The request: Put the listing below into a numbered list, one line per item, skipping blank lines and leaving out the pictures.

Supplied material:
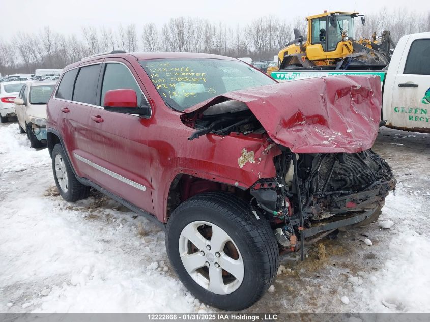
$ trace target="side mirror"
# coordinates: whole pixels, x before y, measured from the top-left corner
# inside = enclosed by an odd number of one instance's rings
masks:
[[[13,101],[13,102],[17,105],[25,105],[25,104],[24,103],[24,100],[23,100],[22,98],[19,98],[19,97],[17,97],[16,99],[15,99],[15,100]]]
[[[142,105],[137,105],[137,95],[134,90],[120,89],[111,90],[104,95],[103,107],[106,110],[124,114],[137,114],[149,118],[151,108],[142,99]]]

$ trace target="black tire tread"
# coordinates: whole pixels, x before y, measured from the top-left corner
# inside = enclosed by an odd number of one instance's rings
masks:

Output:
1. $ trace target="side mirror"
2. # coordinates: whole pixels, x before y, measured from the top-left corner
3. # inside = enclosed by an odd number of one instance's rings
4. masks:
5. [[[13,101],[13,102],[17,105],[25,105],[25,104],[24,103],[24,100],[23,100],[22,98],[19,98],[19,97],[17,97],[16,99],[15,99],[15,100]]]
6. [[[142,105],[137,105],[137,95],[134,90],[120,89],[111,90],[104,95],[103,107],[106,110],[124,114],[137,114],[149,118],[151,108],[142,99]]]
7. $ trace target="black tire tread"
8. # coordinates: whole pixels, x before y, measured from the top-left corner
9. # inside = enclosed by an odd number of one instance's rings
10. masks:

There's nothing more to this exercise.